### Given data
○ ○ ○ ○
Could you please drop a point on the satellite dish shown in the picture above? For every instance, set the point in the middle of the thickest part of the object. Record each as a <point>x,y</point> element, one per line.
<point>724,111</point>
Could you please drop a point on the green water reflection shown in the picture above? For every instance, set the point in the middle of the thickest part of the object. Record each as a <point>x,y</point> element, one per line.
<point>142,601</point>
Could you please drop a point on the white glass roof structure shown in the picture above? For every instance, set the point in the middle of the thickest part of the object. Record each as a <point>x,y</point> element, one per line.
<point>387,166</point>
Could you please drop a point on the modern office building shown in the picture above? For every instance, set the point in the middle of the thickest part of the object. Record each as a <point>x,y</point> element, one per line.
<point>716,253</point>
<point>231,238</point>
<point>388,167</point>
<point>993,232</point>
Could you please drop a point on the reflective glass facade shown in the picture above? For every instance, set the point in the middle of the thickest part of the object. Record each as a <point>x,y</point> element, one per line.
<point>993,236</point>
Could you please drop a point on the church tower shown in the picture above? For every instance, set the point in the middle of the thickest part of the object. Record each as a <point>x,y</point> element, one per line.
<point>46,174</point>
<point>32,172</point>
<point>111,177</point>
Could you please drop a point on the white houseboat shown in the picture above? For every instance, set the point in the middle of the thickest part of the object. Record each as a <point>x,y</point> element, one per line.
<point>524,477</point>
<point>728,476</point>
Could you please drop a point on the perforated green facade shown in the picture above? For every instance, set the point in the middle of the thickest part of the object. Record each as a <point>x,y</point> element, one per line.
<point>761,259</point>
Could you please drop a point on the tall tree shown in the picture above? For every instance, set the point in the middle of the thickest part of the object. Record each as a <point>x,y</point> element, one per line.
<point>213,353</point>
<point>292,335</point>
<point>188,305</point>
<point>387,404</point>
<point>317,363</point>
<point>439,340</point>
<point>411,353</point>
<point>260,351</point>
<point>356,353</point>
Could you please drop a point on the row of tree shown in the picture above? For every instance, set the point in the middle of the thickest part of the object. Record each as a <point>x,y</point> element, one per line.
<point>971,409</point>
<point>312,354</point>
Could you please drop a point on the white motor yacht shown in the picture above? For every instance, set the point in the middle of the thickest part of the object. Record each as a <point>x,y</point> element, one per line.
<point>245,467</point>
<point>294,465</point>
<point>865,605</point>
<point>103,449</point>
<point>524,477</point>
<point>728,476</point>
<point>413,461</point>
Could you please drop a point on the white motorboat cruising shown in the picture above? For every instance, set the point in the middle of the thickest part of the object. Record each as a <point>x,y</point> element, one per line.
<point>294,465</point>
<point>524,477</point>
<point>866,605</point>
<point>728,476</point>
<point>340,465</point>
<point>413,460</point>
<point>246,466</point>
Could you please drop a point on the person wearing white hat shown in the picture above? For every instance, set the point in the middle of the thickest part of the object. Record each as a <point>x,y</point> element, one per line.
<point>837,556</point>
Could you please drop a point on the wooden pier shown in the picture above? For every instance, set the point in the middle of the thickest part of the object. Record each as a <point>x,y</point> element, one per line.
○ ○ ○ ○
### Work to complete
Would you transcribe every entry exactly, leaving nothing out?

### Expected output
Could you please drop a point on the satellite dish shown in the picture above? For every instance, set the point in the middle of the thickest part of the object. Record each as a <point>x,y</point> element, one per line.
<point>724,111</point>
Could you please drop a point on the green water reflection shown in the picture above? For every instance, set the point in the middle of the thickest part of the object. Record each as a <point>x,y</point> element, one per line.
<point>142,601</point>
Could you please drop a point on the white glass roof structure shown in the picture above? For every instance, set the point in the middle of the thickest part of the object. Record each as a <point>x,y</point> element, one per line.
<point>387,166</point>
Could you please drop a point on the modern office building shown in the picture above? For every instance, set the point in the middle of the thickest part of the object. Record each as a <point>x,y</point> element, one per line.
<point>716,253</point>
<point>231,238</point>
<point>388,167</point>
<point>993,232</point>
Could you please drop a point on the reflective glass facade shown in the picture above? For every instance, set the point in the middle of the thickest part of the object. Record each as a <point>x,y</point> element, one per line.
<point>993,236</point>
Could you please drop a point on the church tower shown in the picture above? For every instance, set the point in the middle of the thickest part of the object. Record each as a <point>x,y</point> element, one per line.
<point>46,174</point>
<point>32,172</point>
<point>111,177</point>
Could you please drop a point on the white houseboat shown in the picture above? For every instance, set the point in the middle of the thickest part of the object. Record each as a <point>x,y</point> element, one per line.
<point>524,477</point>
<point>728,476</point>
Could you please drop a point on the perforated green facade shown in the picture above? For every instance, set the point in the middle of the thickest part of the object. Record each as a <point>x,y</point> element, one per line.
<point>761,259</point>
Could you please drop a point on the tall tree shown in the picture above? For every instance, set the point in the middle of the thickest part of the object. Record each as a <point>x,y</point> element, one per line.
<point>213,353</point>
<point>292,335</point>
<point>188,305</point>
<point>387,404</point>
<point>317,363</point>
<point>439,340</point>
<point>411,353</point>
<point>260,351</point>
<point>356,353</point>
Could you please drop a point on the row of tree shown in the picture above? For every instance, set the point in the middle of the thickest part of the object. Record each as a <point>x,y</point> element, one per line.
<point>971,409</point>
<point>312,354</point>
Could you please drop a point on the white motor yacht shown in the picture above? For every instance, set the point in the middle of the thickest part of the object. Record each as a <point>x,y</point> element, one per line.
<point>245,467</point>
<point>294,465</point>
<point>865,605</point>
<point>103,449</point>
<point>524,477</point>
<point>728,476</point>
<point>413,461</point>
Could you please drop a point on the white motorboat cruising shown in the picture above? For every instance, set the point in the middle of the thickest part of the object. Record each as a <point>x,y</point> element, one per line.
<point>294,465</point>
<point>524,477</point>
<point>866,605</point>
<point>728,476</point>
<point>340,465</point>
<point>413,460</point>
<point>246,466</point>
Could you please drop a point on the person wearing white hat shown in the picture above? For every instance, set the point in the middle of the thickest part of the object. Record each as a <point>x,y</point> element, one per line.
<point>837,556</point>
Could you please drop a point on the wooden pier shown in the picture above? For every instance, set the point in the middle of the thickest part of the object. Record each as a <point>x,y</point> element, one per line.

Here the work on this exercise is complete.